== Consigne ==
Recopiez tout le passage du texte sur le volcan proche de Santorin, depuis « En utilisant une » jusqu'à « 150 prochaines années. », en substituant « roche en fusion » à « magma ».

== Texte d'étude ==

En utilisant une nouvelle technique, des chercheurs ont isolé une chambre de magma inédite sous un volcan sous-marin niché près de Santorin, dont l’éruption avait tué plusieurs dizaines de personnes. Selon les estimations, cette réserve de magma pourrait alimenter une autre éruption massive au cours des 150 prochaines années.
Les arcs volcaniques, qui marquent les frontières courbes entre les plaques tectoniques convergentes, abritent les structures les plus explosives de la Terre. Le danger associé dépend essentiellement de la quantité de magma mobile présente à faible profondeur sous un volcan donné. Malheureusement, les méthodes tomographiques standard utilisées jusqu’à présent ont une résolution relativement faible et ne donnent qu’une image floue des plus gros corps de roche en fusion. La plupart sont trop éphémères ou trop petites pour être imagées.

== Enregistrements ==
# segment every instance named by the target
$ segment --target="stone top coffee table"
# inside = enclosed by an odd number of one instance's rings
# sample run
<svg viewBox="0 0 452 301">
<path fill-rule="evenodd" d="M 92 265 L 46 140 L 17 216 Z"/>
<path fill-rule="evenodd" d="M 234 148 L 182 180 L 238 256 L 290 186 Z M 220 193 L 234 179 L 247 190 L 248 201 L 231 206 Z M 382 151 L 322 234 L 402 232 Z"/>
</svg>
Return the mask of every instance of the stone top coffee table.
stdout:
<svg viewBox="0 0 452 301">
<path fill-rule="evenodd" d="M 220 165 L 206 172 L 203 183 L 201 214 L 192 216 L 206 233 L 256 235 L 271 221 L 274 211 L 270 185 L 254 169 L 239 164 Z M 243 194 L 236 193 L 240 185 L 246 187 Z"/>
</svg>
==
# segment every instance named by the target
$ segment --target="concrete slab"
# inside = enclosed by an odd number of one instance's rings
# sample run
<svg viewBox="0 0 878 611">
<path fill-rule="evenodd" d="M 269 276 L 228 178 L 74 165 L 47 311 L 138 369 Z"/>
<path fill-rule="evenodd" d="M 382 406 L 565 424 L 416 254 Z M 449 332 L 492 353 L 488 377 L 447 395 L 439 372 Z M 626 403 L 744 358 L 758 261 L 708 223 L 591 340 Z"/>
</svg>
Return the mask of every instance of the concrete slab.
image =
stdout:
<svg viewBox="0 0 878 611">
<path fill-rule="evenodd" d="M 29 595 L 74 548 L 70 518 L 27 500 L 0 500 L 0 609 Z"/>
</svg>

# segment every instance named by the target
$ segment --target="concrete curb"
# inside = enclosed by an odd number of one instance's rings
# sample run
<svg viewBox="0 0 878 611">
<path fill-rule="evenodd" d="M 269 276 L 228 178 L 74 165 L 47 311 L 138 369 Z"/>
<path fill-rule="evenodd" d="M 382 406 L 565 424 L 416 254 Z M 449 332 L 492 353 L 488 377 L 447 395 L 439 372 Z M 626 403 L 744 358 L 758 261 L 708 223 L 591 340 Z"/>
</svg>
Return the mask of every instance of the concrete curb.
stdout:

== Résultat ==
En utilisant une nouvelle technique, des chercheurs ont isolé une chambre de roche en fusion inédite sous un volcan sous-marin niché près de Santorin, dont l’éruption avait tué plusieurs dizaines de personnes. Selon les estimations, cette réserve de roche en fusion pourrait alimenter une autre éruption massive au cours des 150 prochaines années.